— Your goal —
From the listing below, copy word for word the lines starting at the one containing "Target: man sitting on bench" and ending at the one containing "top-left (0, 205), bottom-right (84, 367)", including both of those lines.

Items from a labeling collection
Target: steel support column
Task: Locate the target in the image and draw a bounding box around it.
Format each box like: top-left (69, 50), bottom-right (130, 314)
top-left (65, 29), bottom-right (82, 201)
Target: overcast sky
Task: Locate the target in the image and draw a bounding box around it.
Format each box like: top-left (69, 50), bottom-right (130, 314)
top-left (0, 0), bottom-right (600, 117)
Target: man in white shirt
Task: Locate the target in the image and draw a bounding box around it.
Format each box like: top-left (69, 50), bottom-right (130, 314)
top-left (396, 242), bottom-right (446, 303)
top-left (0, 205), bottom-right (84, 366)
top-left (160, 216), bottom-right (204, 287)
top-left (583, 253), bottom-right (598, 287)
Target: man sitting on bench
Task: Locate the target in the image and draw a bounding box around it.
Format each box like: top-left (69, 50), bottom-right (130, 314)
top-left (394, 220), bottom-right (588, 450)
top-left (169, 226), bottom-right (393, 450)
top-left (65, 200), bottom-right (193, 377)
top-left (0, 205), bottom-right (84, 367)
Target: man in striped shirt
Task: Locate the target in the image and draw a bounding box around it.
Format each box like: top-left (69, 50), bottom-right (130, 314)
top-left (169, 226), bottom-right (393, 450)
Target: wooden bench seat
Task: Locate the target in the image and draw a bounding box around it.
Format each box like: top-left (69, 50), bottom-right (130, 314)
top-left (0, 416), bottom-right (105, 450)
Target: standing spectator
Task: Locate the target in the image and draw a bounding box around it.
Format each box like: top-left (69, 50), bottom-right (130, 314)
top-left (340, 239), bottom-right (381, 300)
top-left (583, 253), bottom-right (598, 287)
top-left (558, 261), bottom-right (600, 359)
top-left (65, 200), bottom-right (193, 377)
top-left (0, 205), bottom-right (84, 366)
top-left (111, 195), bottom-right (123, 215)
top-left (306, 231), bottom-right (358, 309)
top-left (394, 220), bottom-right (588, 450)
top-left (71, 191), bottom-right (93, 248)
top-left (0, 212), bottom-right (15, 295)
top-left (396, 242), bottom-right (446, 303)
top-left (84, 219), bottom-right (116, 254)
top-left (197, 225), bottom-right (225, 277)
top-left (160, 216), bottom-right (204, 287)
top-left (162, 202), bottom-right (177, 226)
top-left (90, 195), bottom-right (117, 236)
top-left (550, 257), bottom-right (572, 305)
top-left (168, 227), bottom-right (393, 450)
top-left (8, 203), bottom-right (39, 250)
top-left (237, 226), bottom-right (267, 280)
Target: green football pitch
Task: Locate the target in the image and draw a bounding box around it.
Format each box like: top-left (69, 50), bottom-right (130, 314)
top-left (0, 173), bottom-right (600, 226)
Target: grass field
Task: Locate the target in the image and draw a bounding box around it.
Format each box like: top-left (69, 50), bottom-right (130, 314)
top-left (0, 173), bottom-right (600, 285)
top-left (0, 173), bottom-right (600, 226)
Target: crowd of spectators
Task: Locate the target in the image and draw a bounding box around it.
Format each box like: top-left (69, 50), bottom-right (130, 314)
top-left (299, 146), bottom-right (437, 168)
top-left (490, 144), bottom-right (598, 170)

— Reply to the task —
Target: man sitting on bench
Task: Locate the target in the image and draw a bounding box around it.
Format each box like: top-left (69, 50), bottom-right (130, 314)
top-left (394, 220), bottom-right (588, 450)
top-left (169, 226), bottom-right (393, 450)
top-left (65, 200), bottom-right (193, 377)
top-left (0, 205), bottom-right (84, 367)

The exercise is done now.